● **Request**
Copy everything from the row containing "of the light" down to the end of the rows below, exactly as it appears.
__________
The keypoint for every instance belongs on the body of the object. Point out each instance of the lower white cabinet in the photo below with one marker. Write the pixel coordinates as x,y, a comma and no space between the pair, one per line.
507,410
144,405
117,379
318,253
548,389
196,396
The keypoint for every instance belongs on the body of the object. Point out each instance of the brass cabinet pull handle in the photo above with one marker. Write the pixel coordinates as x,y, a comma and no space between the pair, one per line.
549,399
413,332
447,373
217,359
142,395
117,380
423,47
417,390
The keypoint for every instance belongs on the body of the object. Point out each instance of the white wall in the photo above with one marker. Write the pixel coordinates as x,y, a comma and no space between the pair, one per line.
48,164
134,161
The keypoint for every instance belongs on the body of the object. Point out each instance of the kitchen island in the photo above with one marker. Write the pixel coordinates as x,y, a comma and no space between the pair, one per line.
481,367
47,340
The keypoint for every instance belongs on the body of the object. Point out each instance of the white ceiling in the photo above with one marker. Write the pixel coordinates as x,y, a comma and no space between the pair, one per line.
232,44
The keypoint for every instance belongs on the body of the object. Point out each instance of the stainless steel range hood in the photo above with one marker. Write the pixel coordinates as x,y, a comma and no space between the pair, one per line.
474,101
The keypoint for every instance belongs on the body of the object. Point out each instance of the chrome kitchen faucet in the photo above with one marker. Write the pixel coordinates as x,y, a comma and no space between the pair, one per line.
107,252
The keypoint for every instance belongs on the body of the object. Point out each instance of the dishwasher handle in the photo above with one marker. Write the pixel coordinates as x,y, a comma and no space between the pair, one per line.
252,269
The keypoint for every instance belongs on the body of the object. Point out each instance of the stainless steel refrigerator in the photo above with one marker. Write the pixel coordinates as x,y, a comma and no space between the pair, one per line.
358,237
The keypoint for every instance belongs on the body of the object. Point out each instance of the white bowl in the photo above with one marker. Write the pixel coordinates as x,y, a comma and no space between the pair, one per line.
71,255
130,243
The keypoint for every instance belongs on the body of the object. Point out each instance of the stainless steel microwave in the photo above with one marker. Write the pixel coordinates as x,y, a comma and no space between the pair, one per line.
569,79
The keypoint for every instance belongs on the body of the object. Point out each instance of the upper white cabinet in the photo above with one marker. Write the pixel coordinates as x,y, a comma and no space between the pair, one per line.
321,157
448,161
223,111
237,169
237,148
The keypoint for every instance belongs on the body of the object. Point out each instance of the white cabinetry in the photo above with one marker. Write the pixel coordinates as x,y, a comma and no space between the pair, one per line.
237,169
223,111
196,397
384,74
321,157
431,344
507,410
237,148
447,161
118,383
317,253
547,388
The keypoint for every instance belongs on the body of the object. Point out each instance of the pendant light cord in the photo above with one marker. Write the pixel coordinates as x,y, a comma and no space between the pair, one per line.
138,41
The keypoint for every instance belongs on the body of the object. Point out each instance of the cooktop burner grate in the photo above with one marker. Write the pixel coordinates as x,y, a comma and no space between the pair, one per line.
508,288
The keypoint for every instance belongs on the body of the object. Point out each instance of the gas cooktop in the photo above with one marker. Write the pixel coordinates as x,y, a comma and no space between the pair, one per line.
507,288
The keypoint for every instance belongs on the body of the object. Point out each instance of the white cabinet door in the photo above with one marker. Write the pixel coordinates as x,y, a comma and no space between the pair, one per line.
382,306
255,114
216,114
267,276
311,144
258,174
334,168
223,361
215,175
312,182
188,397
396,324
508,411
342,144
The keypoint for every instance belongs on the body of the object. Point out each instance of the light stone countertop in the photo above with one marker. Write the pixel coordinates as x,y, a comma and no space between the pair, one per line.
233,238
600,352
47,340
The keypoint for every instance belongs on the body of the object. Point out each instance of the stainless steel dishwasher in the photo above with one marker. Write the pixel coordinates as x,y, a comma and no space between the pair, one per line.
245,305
__________
● **Exercise answer**
The keypoint for every instance belongs on the body of the object. Point out each instance of the light stone countertop in the photo above with one marker. Write the pixel coordinates as x,y, a comma and no space between the pair, one per line.
233,238
600,352
47,340
The keypoint for every instance belongs on the body of the object. Point out each instance of the stainless steel dishwasher in the photo above with one marker. Write the pixel coordinates as x,y, a comma and no space between the pair, one per line.
245,305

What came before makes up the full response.